Scale the listing below: reproduce every line, requests included, but multiply each x and y coordinate in the answers by 1.5 and round to the nearest whole number, with halves rounded up. Leave the numbers in the requests and their format samples unchanged, and omit the pictures.
________________________________________
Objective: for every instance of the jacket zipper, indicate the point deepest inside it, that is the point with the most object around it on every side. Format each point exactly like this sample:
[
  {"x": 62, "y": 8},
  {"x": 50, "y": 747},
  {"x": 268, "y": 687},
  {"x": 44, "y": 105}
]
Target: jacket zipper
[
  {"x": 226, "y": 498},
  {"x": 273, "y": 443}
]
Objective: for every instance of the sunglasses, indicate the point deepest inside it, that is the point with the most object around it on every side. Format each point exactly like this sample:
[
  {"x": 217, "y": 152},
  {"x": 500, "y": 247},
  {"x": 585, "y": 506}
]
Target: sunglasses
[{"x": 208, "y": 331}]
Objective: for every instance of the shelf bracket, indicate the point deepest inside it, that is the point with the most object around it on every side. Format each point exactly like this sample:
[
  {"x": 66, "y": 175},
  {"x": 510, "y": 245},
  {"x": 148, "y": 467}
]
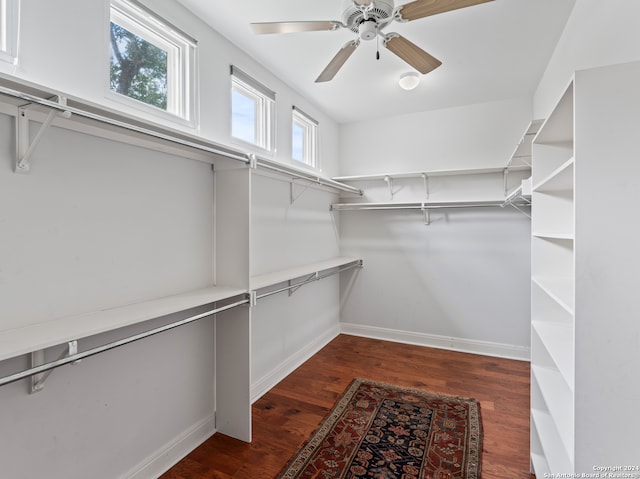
________________________________________
ANSWER TO THE PROBLEM -
Objective: for every instance of the jacket zipper, indicate the point deepest inside it, that is the point with the most object around it on every side. Format each point exactly like this sample:
[
  {"x": 62, "y": 8},
  {"x": 50, "y": 747},
  {"x": 268, "y": 687},
  {"x": 44, "y": 105}
]
Target: jacket zipper
[
  {"x": 339, "y": 747},
  {"x": 410, "y": 665}
]
Objective: for every instance of the sunglasses, indicate the point deepest inside it, that is the point with the most object around it on every side. Format each point exactly like this sample:
[
  {"x": 217, "y": 152},
  {"x": 500, "y": 247},
  {"x": 585, "y": 506}
]
Target: sunglasses
[{"x": 312, "y": 497}]
Objective: for every instance of the shelf bracket, indicate the point deepest inside it, that is the point with the most object around it on every side. Format each point exactly like this sample:
[
  {"x": 66, "y": 175},
  {"x": 510, "y": 245},
  {"x": 148, "y": 467}
]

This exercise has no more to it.